[[ DATASET EXTRACT, beginning ]]

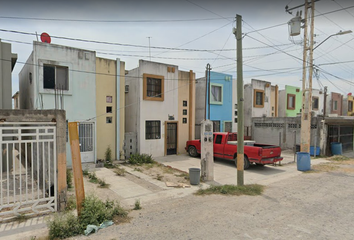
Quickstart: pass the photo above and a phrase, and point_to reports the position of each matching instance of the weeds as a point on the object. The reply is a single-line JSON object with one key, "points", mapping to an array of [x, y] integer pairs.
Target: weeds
{"points": [[252, 190], [137, 205], [139, 159], [94, 211]]}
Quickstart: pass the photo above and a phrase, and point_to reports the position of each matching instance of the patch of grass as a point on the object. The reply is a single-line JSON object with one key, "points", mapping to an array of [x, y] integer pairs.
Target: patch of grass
{"points": [[119, 171], [94, 211], [69, 178], [21, 218], [252, 190], [71, 203], [159, 177], [137, 205], [139, 159]]}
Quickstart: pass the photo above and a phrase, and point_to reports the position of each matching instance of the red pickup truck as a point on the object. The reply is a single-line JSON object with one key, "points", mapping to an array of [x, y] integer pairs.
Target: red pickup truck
{"points": [[225, 147]]}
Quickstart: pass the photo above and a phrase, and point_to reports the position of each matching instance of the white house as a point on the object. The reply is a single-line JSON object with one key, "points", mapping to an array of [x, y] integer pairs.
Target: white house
{"points": [[61, 77]]}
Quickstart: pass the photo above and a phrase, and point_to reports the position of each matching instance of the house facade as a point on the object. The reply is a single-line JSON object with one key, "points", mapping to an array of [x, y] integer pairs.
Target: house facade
{"points": [[334, 104], [61, 77], [261, 100], [219, 109], [160, 107], [290, 100], [348, 109], [110, 107], [7, 64]]}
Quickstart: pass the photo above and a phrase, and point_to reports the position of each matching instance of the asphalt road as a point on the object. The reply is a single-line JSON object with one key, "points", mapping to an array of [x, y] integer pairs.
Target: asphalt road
{"points": [[306, 206]]}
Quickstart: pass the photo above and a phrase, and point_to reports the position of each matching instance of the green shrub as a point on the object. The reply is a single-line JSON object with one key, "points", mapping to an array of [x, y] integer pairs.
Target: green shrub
{"points": [[69, 178], [64, 226], [139, 159]]}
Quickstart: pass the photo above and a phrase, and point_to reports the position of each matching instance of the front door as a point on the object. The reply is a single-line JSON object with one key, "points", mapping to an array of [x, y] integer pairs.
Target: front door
{"points": [[171, 138], [86, 139]]}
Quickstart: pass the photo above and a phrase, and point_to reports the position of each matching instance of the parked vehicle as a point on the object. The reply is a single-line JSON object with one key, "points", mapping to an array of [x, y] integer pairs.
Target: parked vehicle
{"points": [[225, 147]]}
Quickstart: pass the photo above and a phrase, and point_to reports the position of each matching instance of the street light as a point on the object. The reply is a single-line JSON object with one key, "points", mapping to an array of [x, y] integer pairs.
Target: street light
{"points": [[338, 33]]}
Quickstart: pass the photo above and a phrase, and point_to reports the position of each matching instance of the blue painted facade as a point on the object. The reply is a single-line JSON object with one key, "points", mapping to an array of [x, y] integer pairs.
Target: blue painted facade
{"points": [[220, 106]]}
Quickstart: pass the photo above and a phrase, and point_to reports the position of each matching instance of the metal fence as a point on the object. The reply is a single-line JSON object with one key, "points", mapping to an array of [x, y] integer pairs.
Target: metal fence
{"points": [[28, 169]]}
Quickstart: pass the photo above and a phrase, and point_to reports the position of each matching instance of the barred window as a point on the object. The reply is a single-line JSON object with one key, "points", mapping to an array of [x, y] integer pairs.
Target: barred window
{"points": [[152, 130]]}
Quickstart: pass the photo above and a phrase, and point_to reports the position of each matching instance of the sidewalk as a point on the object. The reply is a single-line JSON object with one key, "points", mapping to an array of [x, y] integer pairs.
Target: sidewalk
{"points": [[147, 190]]}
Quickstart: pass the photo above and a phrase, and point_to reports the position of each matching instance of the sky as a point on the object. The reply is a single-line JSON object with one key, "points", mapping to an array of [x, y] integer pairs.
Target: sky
{"points": [[191, 34]]}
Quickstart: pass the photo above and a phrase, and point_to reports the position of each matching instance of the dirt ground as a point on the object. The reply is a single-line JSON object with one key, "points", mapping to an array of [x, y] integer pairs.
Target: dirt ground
{"points": [[314, 205]]}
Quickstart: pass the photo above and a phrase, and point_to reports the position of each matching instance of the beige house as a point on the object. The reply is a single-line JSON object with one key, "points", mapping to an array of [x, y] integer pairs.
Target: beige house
{"points": [[110, 103]]}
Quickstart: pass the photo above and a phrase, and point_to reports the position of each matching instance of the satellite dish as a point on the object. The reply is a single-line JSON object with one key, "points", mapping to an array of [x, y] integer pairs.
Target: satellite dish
{"points": [[45, 37]]}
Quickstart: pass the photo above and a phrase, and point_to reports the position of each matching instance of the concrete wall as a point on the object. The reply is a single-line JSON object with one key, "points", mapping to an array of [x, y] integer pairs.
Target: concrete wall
{"points": [[79, 101], [186, 92], [332, 97], [284, 132], [6, 66]]}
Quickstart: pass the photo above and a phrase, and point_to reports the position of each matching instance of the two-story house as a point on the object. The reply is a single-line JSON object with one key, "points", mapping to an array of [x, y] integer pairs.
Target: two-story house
{"points": [[260, 100], [290, 100], [160, 107], [62, 77], [220, 106], [7, 64]]}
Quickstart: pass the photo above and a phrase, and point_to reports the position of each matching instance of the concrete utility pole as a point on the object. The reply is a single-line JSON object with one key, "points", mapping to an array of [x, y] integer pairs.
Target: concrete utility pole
{"points": [[240, 124], [307, 90]]}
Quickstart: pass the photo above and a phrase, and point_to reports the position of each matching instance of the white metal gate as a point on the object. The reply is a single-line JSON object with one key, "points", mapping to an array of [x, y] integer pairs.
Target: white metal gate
{"points": [[28, 169], [86, 139]]}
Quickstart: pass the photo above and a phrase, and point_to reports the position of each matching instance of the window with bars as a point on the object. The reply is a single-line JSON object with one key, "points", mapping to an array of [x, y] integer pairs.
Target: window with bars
{"points": [[153, 87], [152, 129], [291, 101], [55, 77], [258, 98]]}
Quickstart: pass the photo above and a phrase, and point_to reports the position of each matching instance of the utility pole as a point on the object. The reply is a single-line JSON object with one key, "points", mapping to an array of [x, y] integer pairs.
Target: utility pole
{"points": [[307, 92], [149, 48], [240, 124]]}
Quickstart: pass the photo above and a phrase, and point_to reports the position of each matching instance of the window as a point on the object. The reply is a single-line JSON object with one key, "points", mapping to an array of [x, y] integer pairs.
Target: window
{"points": [[152, 130], [216, 126], [291, 102], [258, 98], [216, 93], [55, 77], [153, 87], [218, 139], [314, 103], [350, 106]]}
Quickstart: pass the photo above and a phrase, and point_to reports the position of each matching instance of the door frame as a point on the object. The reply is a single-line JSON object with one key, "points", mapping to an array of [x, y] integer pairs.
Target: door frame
{"points": [[165, 148]]}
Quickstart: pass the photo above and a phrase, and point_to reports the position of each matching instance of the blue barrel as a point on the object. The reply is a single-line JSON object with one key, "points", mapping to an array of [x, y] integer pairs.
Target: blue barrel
{"points": [[303, 161], [336, 148], [194, 176]]}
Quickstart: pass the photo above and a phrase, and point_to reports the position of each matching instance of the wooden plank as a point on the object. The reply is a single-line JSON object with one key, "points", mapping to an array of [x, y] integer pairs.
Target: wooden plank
{"points": [[77, 167]]}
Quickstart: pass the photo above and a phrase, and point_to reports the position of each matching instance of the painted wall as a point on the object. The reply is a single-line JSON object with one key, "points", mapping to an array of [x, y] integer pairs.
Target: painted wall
{"points": [[186, 91], [332, 97], [7, 63], [221, 112], [320, 95], [79, 101], [298, 100]]}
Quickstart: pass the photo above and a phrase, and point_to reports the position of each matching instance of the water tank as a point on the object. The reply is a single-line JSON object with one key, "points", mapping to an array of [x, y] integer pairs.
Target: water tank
{"points": [[295, 26]]}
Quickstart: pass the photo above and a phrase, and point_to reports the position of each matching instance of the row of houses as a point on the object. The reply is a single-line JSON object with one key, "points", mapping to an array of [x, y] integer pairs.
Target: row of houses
{"points": [[154, 108]]}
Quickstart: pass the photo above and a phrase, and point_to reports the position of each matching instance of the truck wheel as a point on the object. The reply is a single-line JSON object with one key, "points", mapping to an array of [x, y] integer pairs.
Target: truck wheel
{"points": [[246, 162], [192, 151]]}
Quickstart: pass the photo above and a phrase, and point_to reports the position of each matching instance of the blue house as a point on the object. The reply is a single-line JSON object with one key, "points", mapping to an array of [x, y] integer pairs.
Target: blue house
{"points": [[219, 107]]}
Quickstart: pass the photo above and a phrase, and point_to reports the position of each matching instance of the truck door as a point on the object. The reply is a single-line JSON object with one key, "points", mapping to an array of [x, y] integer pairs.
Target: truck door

[[ DATASET EXTRACT, end ]]

§ **WORK REQUEST**:
Within the data above, the lines from the one with "of the water" to the one with "of houses as" must be repeated exactly; no other line belongs in the answer.

§ **TASK RESPONSE**:
Quickstart: pass the photo above and a phrase, and point_to reports the position of each matching instance of the water tank as a point on the object. The reply is a single-line JSON object with one key, "points", mapping to an array of [x, y] integer pairs.
Target: water tank
{"points": [[295, 26]]}
Quickstart: pass the photo above and a phrase, and point_to reports the position of each matching instance of the row of houses as a point on the object. The reply is a single-line JSON object with one key, "points", mapping to an array of [x, y] integer pairs.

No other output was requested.